- [Task to carry out] Locate every line in the listing below that contains the string "woman", and copy each of those lines.

(Extracted records)

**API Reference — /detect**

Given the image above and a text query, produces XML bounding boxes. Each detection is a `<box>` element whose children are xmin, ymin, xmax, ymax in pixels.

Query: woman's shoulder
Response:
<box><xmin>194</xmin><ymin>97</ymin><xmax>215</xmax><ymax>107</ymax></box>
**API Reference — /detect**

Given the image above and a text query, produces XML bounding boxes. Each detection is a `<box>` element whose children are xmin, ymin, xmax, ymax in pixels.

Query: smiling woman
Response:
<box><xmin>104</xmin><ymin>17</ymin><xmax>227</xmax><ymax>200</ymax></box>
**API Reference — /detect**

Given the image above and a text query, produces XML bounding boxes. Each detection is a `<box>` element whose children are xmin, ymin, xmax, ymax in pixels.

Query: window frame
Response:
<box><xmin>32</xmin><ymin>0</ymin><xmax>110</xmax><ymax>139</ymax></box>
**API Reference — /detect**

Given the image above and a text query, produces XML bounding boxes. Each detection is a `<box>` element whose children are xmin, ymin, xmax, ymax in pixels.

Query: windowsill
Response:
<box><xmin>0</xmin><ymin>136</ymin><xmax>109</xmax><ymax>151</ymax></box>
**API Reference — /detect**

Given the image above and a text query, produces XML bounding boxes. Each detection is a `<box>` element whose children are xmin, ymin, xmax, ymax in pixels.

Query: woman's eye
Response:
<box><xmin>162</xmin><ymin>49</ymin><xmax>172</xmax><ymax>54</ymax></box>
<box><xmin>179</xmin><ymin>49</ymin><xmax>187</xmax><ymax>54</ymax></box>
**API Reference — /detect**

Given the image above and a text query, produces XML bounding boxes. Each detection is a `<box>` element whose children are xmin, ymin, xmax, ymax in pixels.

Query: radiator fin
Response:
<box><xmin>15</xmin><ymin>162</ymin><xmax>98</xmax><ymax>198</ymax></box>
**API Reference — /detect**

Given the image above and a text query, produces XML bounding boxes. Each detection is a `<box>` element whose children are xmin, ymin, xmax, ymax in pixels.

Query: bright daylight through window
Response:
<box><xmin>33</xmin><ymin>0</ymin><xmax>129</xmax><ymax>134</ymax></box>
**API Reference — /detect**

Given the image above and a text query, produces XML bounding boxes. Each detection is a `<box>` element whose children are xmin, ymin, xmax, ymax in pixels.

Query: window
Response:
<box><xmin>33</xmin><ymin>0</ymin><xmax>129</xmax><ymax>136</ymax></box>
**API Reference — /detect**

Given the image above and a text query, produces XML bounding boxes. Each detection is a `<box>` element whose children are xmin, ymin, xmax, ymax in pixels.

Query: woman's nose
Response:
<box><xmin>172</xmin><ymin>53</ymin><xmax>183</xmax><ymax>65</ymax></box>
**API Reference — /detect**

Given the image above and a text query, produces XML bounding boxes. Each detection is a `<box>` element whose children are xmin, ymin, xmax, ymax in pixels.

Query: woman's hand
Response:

- [The output]
Query: woman's shoulder
Query: smiling woman
Query: woman's eye
Query: woman's nose
Query: woman's hand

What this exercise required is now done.